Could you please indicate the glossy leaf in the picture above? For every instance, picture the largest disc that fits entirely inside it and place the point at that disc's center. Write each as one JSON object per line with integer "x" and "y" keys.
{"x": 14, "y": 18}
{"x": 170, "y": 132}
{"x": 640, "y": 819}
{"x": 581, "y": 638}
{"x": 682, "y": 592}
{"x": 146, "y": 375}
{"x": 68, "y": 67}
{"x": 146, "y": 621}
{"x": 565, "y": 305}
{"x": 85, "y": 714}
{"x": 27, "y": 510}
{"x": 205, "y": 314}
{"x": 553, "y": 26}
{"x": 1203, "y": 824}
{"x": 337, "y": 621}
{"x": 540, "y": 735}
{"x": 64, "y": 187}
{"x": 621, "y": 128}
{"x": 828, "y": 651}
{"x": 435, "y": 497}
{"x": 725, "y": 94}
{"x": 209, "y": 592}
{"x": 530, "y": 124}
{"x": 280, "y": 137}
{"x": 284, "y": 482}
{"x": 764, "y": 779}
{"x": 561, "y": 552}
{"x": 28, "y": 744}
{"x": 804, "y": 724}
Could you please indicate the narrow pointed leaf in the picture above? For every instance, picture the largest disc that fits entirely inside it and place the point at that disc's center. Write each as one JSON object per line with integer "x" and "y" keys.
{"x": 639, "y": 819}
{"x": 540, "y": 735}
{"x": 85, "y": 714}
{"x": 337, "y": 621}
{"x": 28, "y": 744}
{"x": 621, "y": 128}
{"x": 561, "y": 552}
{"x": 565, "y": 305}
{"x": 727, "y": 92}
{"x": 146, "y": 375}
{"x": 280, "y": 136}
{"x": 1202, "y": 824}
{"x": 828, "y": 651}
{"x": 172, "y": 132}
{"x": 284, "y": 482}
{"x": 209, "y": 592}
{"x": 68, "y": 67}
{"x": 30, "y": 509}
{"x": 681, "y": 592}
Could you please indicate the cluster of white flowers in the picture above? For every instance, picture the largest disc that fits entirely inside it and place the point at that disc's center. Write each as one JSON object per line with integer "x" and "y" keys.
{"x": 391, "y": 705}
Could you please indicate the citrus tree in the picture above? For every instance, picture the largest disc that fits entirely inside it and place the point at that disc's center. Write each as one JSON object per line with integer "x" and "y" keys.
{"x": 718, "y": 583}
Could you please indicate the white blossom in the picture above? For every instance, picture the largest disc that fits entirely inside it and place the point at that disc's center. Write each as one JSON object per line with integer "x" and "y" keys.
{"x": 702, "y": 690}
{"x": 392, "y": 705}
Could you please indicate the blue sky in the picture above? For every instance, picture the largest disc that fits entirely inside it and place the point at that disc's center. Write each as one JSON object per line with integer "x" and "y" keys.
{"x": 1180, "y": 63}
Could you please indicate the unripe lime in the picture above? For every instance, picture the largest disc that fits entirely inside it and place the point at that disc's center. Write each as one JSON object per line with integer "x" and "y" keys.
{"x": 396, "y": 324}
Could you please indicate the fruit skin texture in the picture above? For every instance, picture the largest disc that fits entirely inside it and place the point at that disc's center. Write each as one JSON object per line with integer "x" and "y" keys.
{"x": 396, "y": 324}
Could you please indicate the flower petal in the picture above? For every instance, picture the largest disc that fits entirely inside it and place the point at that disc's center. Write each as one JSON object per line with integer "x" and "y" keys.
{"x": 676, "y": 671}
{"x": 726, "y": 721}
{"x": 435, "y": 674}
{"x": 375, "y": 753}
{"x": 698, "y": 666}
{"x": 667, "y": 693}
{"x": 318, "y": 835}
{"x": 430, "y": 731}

- **About this task**
Without leaving anything out, retype the material exactly.

- **Reply to the task**
Could you please indicate the glossy leaf in the picture above? For every instance, picture the largest disc that fits entirely inside it and place the point at that disc's center. Write each as one JSON object per line with integer "x" and "y" keys.
{"x": 14, "y": 18}
{"x": 170, "y": 132}
{"x": 640, "y": 819}
{"x": 581, "y": 638}
{"x": 682, "y": 592}
{"x": 146, "y": 375}
{"x": 68, "y": 67}
{"x": 146, "y": 621}
{"x": 565, "y": 305}
{"x": 85, "y": 714}
{"x": 27, "y": 510}
{"x": 205, "y": 314}
{"x": 553, "y": 26}
{"x": 1203, "y": 824}
{"x": 337, "y": 621}
{"x": 540, "y": 735}
{"x": 64, "y": 187}
{"x": 621, "y": 128}
{"x": 828, "y": 651}
{"x": 435, "y": 497}
{"x": 725, "y": 94}
{"x": 209, "y": 592}
{"x": 530, "y": 124}
{"x": 280, "y": 137}
{"x": 284, "y": 482}
{"x": 764, "y": 779}
{"x": 561, "y": 552}
{"x": 28, "y": 744}
{"x": 804, "y": 724}
Could you please indicate the narrow pointed leaf in the picture above? For every instance, picture the largest disc that fits entirely inside it and place the point at that disc's center. Write each as one JSON object per line with integer "x" and "y" keys.
{"x": 639, "y": 819}
{"x": 540, "y": 735}
{"x": 85, "y": 714}
{"x": 337, "y": 621}
{"x": 28, "y": 744}
{"x": 621, "y": 128}
{"x": 561, "y": 552}
{"x": 565, "y": 305}
{"x": 727, "y": 92}
{"x": 146, "y": 375}
{"x": 280, "y": 136}
{"x": 1202, "y": 824}
{"x": 828, "y": 651}
{"x": 172, "y": 132}
{"x": 284, "y": 482}
{"x": 209, "y": 592}
{"x": 68, "y": 67}
{"x": 30, "y": 509}
{"x": 681, "y": 592}
Could you please indicate the cluster of white flowers in the picture above? For every instance, picture the largest disc that fits entirely inside it and place the point at that disc's center. Write each as one JSON object per line with integer "x" and "y" keys.
{"x": 391, "y": 705}
Could you please indicate the citrus tree in the picture above? For every instance, picture the largest disc that fits entirely inside it and place the point at that disc's center. Write each as one JSON object per line with integer "x" and "y" keys.
{"x": 718, "y": 583}
Could you please indicate the white blossom in the picture above? For every instance, picture the largest disc that fits entirely inside it and place the point at that disc's center. Write each as one JSON object per line with integer "x" and "y" keys.
{"x": 702, "y": 690}
{"x": 392, "y": 705}
Could you please indicate the blue sky in the picture above? For every instance, picture the largest disc that fits entirely inside it and place the point at that disc's center. Write each as one JSON object per line with integer "x" and "y" keys.
{"x": 1180, "y": 63}
Could you please indicate the unripe lime in the picture above? For every instance, picture the largest disc that fits entirely inside it and place the point at that disc's center. Write each as one JSON object per line with integer "x" and "y" keys.
{"x": 396, "y": 324}
Could you please indicate the fruit skin texture in the picture above? For every instance, picture the largest disc that fits entirely inside it and place the point at that disc's center. Write each as one JSON object per line with integer "x" and "y" keys.
{"x": 396, "y": 324}
Could you please indicate the flower petal in the picture above? For every instance, picture the largest disc that fits entirely inside it and place the point at that disc's center. Write each as one JSON object per line with integer "x" and "y" keys.
{"x": 676, "y": 671}
{"x": 726, "y": 721}
{"x": 435, "y": 674}
{"x": 375, "y": 753}
{"x": 698, "y": 666}
{"x": 667, "y": 693}
{"x": 318, "y": 835}
{"x": 430, "y": 731}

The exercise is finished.